# Excerpted text
By: Andrew Weiner
Introduction
Lebron James dropped $36.8 million on his latest house in Beverly Hills in 2020, which included two guesthouses, a tennis court, and a movie theater. Fast forward to the NBA 2023-24 season, and the league’s highest earner is none other than Steph Curry, with a salary of over $50 million. It’s no secret that playing in the NBA is synonymous with fame and fortune, where the average player salary is just over $10 million this season. Franchises are willing to shell out hundreds of millions of dollars in player salaries every year to secure the assets they need for a good season. The most elite players receive huge contracts aimed at beating out competing offers.
Although the mean salary is $10.65 million, the median salary is only $5.89 million. The most elite players in the league are few in relation to the league as whole, but get paid huge in comparison to their role player counterparts, which causes the data to be skewed to the right.
LeBackground
Signings in free agency have critical impacts on the fortunes of a franchise, whether it be good or bad. Golden State’s $54.3 million dollar contract acquisition of Kevin Durant in 2016 was a massive signing that forged a near unbeatable superteam, winning the NBA championship in 2016 and 2017 and solidifying a dynasty for several years. In today’s NBA, teams have found that having a star-studded roster with multiple high value-contract players is crucial for title contention. However, signing poor contracts that overpay players can set a franchise back, so teams need to invest their valuable cap-space wisely.
The NBA salary cap is complicated with many intricacies and exceptions that allow teams to exceed the cap in order to strategize with both retention of their current roster and acquisition of new talent. Namely, the Bird Rights exception enables teams to exceed their salary cap in order to re-sign their own free agents. Moreover, the salary cap has exploded in recent years from $109 million in the 2020-21 season to $136 million this 2023-24 season, putting more of the league’s income into the pockets of the players.
Salary cap exceptions and the increase of money in the player market has led franchises to pay top dollar for the most valuable and sought after players in the league. Despite a salary cap of $123 million in the 2022-2023 season, all teams aside from San Antonio exceeded that cap. This past season, the Clippers had a salary expenditure of $192 million, the highest out of the league’s 30 teams. They spent a sizable amount of caps-pace on superstars: Kawhi Leonard, Paul George, and Russell Westbrook, and they continued this trend this November with the acquisition of James Harden. But is splurging on an all-star lineup really worth it in terms of title contention?
Team Salary Analysis
It turns out money talks– to some extent. Last year, 14 of the top 17 teams with the most expensive rosters made it to the first round of the playoffs, along with Sacramento and Memphis being both first round exits with the 23rd and 26th most expensive rosters respectively. Generally speaking, the teams that paid more performed better, and with large differences in salary expenditures between teams, it looks like the less expensive rosters have a hard time faring against the more expensive ones.
The LA Clippers’ roster cost is almost double that of the San Antonio Spurs’. High paying teams greatly contribute to the total salaries in the league at a shot for contention in the championship.
However, the Denver Nuggets– who held a commanding lead over the Western Conference last year and were crowned NBA champions– had the 8th most expensive roster. They were tailed by the aforementioned Memphis Grizzlies and Sacramento Kings last year who respectively finished second and third in the Western Conference with relatively cheap rosters. Moreover, the Miami Heat faced the Nuggets in the playoff finals with the 13th most expensive salary. A lot of teams outperformed what was to be expected of them based on salary– so where did some rosters miss out on value, and where did successful teams find theirs?

# Written request 1
Convert the listing below into a numbered list with blank lines omitted. Begin at the line that contains "Category: sofa armrest" and stop after the line that contains "[324,0,435,69]".
# Written request 2
Carry on the article about NBA player salaries and title contention, starting after its final sentence.

# Data provided
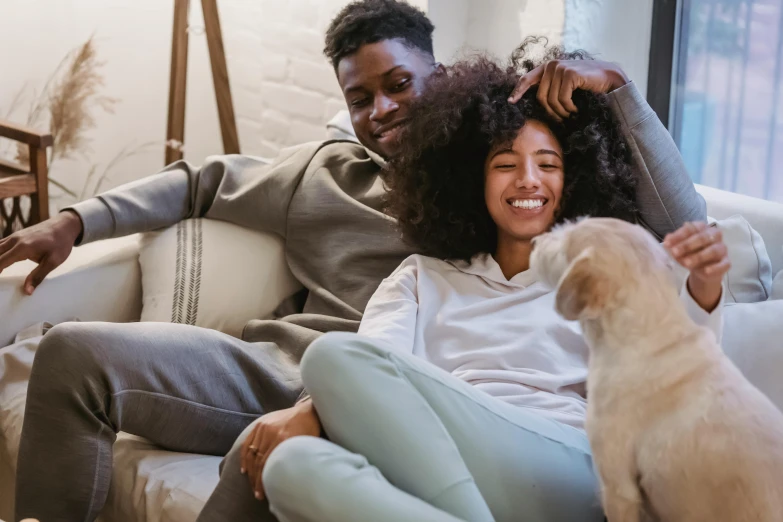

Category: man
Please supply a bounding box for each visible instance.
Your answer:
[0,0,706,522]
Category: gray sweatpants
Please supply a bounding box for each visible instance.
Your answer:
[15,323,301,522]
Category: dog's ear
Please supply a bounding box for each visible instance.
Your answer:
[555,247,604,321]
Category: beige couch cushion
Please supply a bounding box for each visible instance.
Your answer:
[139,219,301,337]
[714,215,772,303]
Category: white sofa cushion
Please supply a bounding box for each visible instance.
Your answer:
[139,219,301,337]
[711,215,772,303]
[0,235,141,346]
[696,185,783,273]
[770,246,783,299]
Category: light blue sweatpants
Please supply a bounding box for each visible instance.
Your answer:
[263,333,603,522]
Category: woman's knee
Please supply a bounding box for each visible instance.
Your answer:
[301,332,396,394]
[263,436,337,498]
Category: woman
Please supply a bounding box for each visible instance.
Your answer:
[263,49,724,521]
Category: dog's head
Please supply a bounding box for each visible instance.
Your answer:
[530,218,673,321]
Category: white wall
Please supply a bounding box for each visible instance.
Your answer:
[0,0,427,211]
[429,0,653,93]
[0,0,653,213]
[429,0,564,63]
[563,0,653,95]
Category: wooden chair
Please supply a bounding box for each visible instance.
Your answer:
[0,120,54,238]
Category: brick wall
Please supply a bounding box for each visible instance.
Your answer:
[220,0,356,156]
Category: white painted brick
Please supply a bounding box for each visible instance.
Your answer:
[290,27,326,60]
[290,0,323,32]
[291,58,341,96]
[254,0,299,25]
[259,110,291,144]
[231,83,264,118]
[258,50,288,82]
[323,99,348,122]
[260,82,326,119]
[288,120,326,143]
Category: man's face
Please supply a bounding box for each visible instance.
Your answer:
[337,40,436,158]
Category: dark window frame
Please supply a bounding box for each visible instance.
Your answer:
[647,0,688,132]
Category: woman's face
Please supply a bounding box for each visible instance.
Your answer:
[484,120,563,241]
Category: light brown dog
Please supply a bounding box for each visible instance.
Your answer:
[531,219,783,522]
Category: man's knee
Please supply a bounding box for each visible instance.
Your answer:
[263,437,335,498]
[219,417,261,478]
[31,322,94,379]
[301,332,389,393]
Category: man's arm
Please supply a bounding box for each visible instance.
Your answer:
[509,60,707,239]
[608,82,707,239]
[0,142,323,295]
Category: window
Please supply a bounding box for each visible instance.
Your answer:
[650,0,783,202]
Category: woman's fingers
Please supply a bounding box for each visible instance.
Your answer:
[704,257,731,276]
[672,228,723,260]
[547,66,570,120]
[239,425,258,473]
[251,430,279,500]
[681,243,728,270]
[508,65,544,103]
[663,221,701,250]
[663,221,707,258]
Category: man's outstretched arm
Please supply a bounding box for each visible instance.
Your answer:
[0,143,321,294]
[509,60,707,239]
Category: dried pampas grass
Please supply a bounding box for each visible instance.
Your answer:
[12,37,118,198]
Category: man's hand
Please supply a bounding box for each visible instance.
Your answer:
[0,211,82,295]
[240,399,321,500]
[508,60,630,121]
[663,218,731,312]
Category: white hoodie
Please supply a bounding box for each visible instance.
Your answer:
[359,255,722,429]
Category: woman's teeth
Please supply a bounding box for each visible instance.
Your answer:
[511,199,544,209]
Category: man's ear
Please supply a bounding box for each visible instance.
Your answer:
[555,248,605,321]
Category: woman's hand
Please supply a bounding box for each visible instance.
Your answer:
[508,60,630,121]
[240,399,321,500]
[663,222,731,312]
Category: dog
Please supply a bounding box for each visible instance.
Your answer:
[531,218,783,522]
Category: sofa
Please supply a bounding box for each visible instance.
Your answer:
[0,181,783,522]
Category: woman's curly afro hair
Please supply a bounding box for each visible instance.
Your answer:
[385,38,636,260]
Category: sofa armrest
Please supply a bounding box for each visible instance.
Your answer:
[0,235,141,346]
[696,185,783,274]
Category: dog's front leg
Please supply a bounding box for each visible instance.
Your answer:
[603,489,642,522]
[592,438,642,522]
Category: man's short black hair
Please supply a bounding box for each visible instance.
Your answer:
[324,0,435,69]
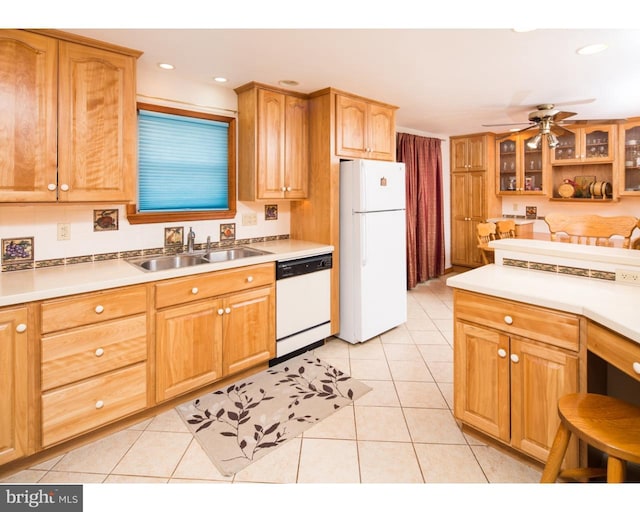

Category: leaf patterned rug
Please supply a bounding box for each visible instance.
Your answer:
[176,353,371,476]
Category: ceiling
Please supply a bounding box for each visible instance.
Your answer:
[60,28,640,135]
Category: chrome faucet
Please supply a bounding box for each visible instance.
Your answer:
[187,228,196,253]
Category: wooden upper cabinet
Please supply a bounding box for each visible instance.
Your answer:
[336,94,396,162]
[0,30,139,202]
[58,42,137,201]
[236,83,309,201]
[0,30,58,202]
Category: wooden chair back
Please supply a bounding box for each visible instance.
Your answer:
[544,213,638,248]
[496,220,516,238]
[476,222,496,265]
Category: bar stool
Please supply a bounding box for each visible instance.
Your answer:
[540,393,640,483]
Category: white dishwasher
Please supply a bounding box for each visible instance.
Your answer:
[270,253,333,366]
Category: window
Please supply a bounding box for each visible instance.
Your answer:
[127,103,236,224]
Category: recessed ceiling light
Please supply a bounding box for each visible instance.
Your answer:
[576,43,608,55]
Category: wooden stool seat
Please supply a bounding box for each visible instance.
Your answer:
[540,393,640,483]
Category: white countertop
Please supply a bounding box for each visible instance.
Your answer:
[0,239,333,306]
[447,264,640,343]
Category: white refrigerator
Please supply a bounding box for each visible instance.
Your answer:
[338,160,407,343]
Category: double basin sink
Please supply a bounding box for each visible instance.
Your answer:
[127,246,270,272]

==

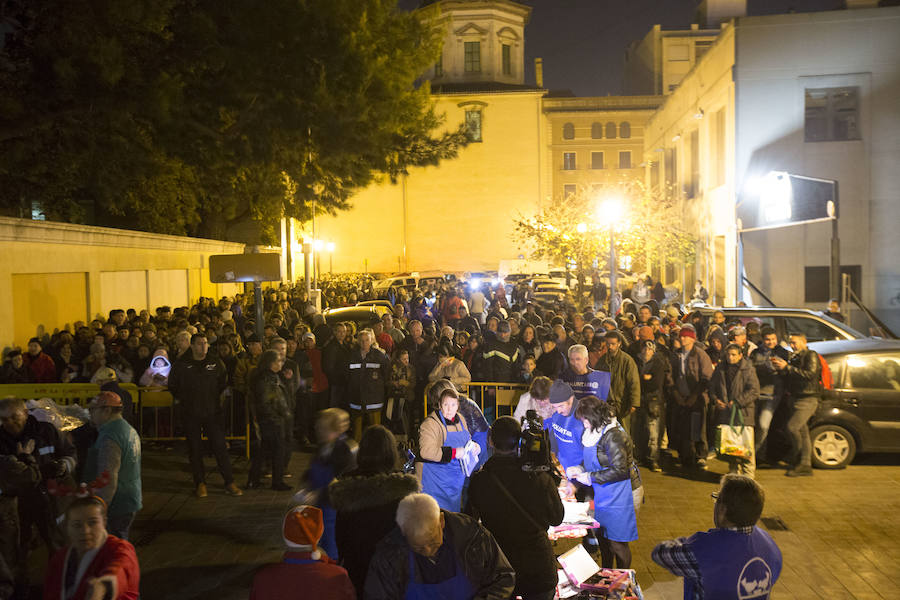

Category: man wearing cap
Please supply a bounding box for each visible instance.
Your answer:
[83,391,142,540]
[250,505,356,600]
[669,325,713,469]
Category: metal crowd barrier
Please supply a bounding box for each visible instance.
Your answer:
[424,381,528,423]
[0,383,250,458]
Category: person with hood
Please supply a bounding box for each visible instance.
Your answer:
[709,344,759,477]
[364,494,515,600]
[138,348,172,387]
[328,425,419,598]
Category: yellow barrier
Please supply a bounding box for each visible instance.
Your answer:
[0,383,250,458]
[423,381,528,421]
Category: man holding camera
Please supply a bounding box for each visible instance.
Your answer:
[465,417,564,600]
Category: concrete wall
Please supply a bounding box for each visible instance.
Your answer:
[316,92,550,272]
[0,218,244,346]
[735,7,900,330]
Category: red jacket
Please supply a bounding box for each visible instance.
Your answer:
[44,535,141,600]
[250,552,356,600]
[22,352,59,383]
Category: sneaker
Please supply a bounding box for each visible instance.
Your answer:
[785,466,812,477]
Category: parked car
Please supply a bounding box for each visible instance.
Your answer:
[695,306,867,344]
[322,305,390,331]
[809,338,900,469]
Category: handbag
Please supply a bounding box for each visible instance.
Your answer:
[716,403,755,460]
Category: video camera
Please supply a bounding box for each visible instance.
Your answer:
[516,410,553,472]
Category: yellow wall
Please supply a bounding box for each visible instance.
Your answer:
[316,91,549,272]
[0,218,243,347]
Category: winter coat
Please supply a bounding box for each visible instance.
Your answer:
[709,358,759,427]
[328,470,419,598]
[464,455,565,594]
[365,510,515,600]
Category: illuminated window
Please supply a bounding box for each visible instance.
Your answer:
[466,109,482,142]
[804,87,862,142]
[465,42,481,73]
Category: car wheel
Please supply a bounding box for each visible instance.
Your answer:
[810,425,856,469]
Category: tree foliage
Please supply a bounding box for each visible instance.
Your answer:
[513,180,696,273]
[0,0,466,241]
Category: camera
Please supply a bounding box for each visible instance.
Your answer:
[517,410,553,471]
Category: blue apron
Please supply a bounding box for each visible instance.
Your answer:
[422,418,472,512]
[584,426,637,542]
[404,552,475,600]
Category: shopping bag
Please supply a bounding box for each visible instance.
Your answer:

# Written reply 1
1. Category: sofa armrest
2. Please supply a bounding box for each visible instance.
3. Your answer:
4. [0,235,141,346]
5. [696,185,783,274]
6. Category: dog's front leg
7. Please supply a bounding box for each visible instance.
8. Your answer:
9. [603,489,642,522]
10. [592,438,642,522]
11. Category: man's short black hair
12. Please supply a bounding box for each visible instance.
13. Your answer:
14. [324,0,435,69]

# Written reply 2
ML Linear Regression Model
A linear regression machine learning model was created to answer these questions about NBA salaries and player performance: what stats are most pertinent in determining a player’s salary? Which players were getting overpaid for their performance last year and which players deserved every penny and more?
Linear regression is a statistical method used to model the relationship between a dependent variable and one or more independent variables by fitting a linear equation to the observed data. In the context of predicting NBA player salaries, the linear regression model creates a function that takes certain stats from a player, and returns a prediction of that player’s salary based on the stats. The model creates this relation by being “trained” on the observed data, where it finds a best-fit equation for predicting player salaries based on stats by minimizing the mean squared error, or the average squared distance between its predicted salaries and players’ actual salaries.
Data Collection and Cleaning
Using BeautifulSoup’s HTML parser, player salary data for the 2022-23 season was scraped from HoopsHype, and both per game stats and advanced stats for NBA players were scraped from basketball-reference.
The first step was to clean the data for the purposes of the model. The data frames containing salaries, per game stats, and advanced stats were merged into one dataframe on the normalized character representation of NBA player names. Next, players who had no three point attempts had their three point percentage set to zero. Basketball-reference had multiple rows of stats for players who had been traded throughout the season, so rows with a player’s stats on different teams were omitted and rows representing the entire season were preserved. Then, players who had less than 20 games throughout the season were removed, as a larger sample size of games provides more meaningful insights into a player’s performance. Finally, players with two-way and 10-day contracts which pay substantially less than normal NBA contracts were removed. After cleaning, the dataset was left with 375 valid player entries.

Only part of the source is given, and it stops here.